■ **Directions for this task**:
Give all of the lines again, with nothing added or dropped.

■ **Source records**:
··········

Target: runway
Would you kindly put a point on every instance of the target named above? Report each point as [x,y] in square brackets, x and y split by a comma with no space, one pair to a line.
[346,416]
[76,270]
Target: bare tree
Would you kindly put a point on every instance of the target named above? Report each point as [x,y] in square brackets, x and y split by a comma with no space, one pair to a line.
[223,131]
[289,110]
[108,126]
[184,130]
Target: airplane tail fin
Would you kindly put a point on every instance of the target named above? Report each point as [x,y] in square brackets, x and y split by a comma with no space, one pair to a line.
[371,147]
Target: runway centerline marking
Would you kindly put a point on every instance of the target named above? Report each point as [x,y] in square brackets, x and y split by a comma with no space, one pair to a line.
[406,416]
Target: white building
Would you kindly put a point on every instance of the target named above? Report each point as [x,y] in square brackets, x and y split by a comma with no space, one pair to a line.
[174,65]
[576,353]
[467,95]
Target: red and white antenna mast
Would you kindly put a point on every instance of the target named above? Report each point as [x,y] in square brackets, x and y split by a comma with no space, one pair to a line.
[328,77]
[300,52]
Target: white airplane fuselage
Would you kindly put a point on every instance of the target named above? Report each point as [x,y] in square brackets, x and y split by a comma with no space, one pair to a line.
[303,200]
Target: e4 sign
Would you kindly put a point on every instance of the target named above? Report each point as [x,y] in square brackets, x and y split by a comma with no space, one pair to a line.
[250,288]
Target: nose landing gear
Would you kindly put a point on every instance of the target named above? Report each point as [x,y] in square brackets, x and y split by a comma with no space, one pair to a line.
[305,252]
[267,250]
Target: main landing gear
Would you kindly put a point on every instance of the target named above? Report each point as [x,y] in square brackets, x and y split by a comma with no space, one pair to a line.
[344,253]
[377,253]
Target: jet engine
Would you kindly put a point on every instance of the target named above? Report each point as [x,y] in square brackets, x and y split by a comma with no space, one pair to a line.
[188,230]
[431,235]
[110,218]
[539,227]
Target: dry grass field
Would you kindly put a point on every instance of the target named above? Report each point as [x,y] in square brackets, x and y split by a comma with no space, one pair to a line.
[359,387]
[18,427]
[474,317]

··········

■ **Reply**:
Target: runway
Would you kindly put a point on every instance of the target named above? Report each point as [x,y] in square brackets, x and y split by a comma with no space, one pair to a line.
[346,416]
[76,270]
Target: bare tree
Would you kindly put a point on every instance of the target named above? Report each point as [x,y] in square brackets, x and y split by a comma with no space, one pair to a line.
[223,131]
[289,110]
[108,126]
[184,130]
Target: airplane tail fin
Would you kindly put a point on every instance of the target named above? Report each point as [x,y] in square brackets, x and y split by a comma with no space, one pair to a line.
[371,147]
Target: runway centerline marking
Would you kindly put a point on every instance of the target named above? Report each point as [x,y] in square brackets, x and y split by a comma with no space, one pair to a line.
[406,416]
Target: white building
Would you kindly put a point on every instance of the target named above? Report each point as [x,y] in square brackets, x and y split by a comma with no space, one pair to a line.
[174,65]
[576,353]
[467,95]
Target: red and white antenna mast
Would you kindly put a point on every instance of the target named above? Report each point as [x,y] in square brackets, x and y split by a comma with no space, one pair to a line.
[328,77]
[300,52]
Target: white airplane fuselage
Would you kindly put a point on every instance of the target named above? Report each point as [x,y] in square brackets, x and y split by a comma with no space, one pair to a line.
[303,200]
Target: e4 sign
Would you kindly put a point on every instance of the target named above? Report each point as [x,y] in square brackets, x and y split by a comma with no space, one pair to a line.
[250,288]
Target: nose landing gear
Would you kindly put a point on every instance of the target named above? Report each point as [x,y] in square brackets, x and y split by a comma with no space, one pair to a line.
[305,252]
[267,250]
Target: main landing gear
Would you kindly put a point on every instance of the target named above? Report each point as [x,y] in square brackets, x and y split by a comma with no space, one pair to a line.
[344,253]
[377,253]
Target: jet engine
Would you kindly put a point on every instance of the target named above? Report each point as [x,y] in square brackets, x and y split by a comma with no space, one pair to a line.
[188,230]
[431,235]
[110,218]
[539,227]
Target: dry grass field
Would you kindly put a point on every instance of the target named above? Report each point as [x,y] in square brackets, x and y split by a comma with no space, one pair to a line.
[359,387]
[18,427]
[474,317]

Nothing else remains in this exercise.